What is required:
Return the listing word for word, as given.

Provided material:
━━━━━━━━━━
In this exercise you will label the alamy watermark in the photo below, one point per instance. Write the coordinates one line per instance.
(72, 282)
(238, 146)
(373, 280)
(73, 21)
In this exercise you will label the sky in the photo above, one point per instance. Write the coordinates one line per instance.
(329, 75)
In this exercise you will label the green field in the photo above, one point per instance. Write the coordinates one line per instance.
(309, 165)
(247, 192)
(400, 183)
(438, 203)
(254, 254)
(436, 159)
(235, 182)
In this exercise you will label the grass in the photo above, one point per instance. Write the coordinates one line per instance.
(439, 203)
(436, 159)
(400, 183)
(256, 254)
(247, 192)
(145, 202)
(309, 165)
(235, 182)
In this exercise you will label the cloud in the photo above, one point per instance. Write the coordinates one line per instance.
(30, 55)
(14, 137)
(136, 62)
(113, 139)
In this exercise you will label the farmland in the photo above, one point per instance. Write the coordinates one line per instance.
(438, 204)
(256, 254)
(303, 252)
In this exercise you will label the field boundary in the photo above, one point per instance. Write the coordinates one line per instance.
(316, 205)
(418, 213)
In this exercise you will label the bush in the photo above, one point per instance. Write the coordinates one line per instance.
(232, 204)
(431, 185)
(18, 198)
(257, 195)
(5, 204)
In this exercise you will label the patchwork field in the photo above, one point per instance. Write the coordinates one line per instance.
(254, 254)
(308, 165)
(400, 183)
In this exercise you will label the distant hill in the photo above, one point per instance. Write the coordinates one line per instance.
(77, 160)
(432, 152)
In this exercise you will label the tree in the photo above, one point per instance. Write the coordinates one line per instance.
━━━━━━━━━━
Exercise response:
In this exercise you will label the alamy watermark in the photo below, one point per instance. Write the coordinates one line per instance.
(72, 282)
(238, 146)
(373, 280)
(73, 21)
In this exercise you will label the sky in the photo above, one point per instance. Write the coordinates one line per instance.
(329, 75)
In this exercise you will label the green field in the photo above, one point per instance. Write the coordinates one line per instance.
(309, 165)
(247, 192)
(400, 183)
(438, 203)
(254, 254)
(436, 159)
(235, 182)
In this exercise you will label the grass in the photo above, one point per instance. Write the coordinates one line per instance.
(439, 203)
(436, 159)
(400, 183)
(256, 254)
(247, 192)
(145, 202)
(309, 165)
(235, 182)
In this exercise you will label the cloud in the photo above, one point per instance. Write the coordinates one line per instance.
(30, 55)
(14, 137)
(136, 62)
(113, 139)
In this exercise you will label the farmland in the photo above, one point per instance. Write the coordinates one line per instance.
(438, 204)
(256, 254)
(303, 252)
In this exercise you will label the field boundary in the photo above, one point per instance. Write the coordinates one line per instance.
(316, 205)
(418, 213)
In this exercise you will label the bush in the photo above, one point per instance. Write the coordinates one line per instance.
(232, 204)
(431, 185)
(18, 198)
(257, 195)
(5, 204)
In this exercise you will label the patchwork field in the photo above, one point per instance. Write the coordinates one line per instance.
(254, 254)
(308, 165)
(400, 183)
In this exercise you will label the distant hill in the photo above, one point per instance. Write the coordinates one line per instance.
(77, 160)
(432, 152)
In this exercise you will label the tree in the photo above, one point per instance. Write the coordinates one line per instance.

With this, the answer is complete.